Infecting the City brings public art debate to life
The fifth Infecting the City festival has just come to a close. This public art festival, the only 1 of its kind in South Africa, uses art to “unwrap and unlock the communal spaces in the Cape Town city centre”.
This year the festival attracted a fantastic mix of international and local artists: there were 32 works in total. These included installations, dance, poetry, theatre, performance art and music. Amongst this year’s Infecting the City highlights were the site-specific works at Prestwich Place and Siwela Sonke’s CityScapes.
The Cape Town Philharmonic Orchestra performed various classical works on Church Square (thrilling!), the Cape Town City Ballet invaded the Golden Acre’s Atrium, and Dada Masilo had the Western Cape debut of Death and the Maidens on the steps of the Iziko South African Museum, with the mountain resplendent in the background.
While the event is a fun and fantastic gift to the people of Cape Town, it also opened up a critical space for debate about public art.
You see, Cape Town doesn’t have a public art policy. The annual Infecting the City event is about the only free, public art offering in town that gives ordinary citizens access to extraordinary art. In light of this, as part of the 2012 event, the Africa Centre, the Gordon Institute for Performing and Creative Arts and Creative Cape Town hosted a free seminar on the Friday morning of the festival to address the various issues that affect public art policies and to talk about how public life can be enriched through art.

[Collected data entries]
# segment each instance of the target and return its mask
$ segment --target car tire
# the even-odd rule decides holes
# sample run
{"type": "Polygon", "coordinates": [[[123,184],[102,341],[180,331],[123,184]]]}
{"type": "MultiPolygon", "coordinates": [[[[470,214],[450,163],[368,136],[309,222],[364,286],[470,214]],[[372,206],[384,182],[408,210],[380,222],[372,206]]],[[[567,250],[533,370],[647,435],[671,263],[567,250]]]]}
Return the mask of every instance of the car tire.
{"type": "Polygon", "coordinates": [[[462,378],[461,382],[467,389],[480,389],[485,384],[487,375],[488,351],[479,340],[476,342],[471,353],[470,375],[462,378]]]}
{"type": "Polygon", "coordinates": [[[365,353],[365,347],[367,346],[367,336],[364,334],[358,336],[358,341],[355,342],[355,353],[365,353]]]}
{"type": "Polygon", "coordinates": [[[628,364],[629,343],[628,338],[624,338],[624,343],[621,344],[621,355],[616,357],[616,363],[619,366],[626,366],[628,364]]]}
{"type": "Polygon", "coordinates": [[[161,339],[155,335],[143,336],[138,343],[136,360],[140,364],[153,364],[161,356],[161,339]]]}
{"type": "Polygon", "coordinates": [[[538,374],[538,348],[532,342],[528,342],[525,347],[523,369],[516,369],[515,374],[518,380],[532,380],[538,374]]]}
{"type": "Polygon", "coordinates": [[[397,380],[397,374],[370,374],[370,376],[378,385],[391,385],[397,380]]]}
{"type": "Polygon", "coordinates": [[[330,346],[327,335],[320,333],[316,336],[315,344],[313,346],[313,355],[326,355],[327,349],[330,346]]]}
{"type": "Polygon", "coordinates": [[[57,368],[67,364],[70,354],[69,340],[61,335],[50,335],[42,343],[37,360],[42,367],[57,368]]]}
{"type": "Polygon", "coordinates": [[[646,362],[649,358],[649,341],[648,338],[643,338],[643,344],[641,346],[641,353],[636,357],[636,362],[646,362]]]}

**Exercise prompt:** According to the article about Infecting the City, how many works did this year's festival have in total? The lines are separate material and have no connection to the article about Infecting the City.

**Your solution:** 32 works.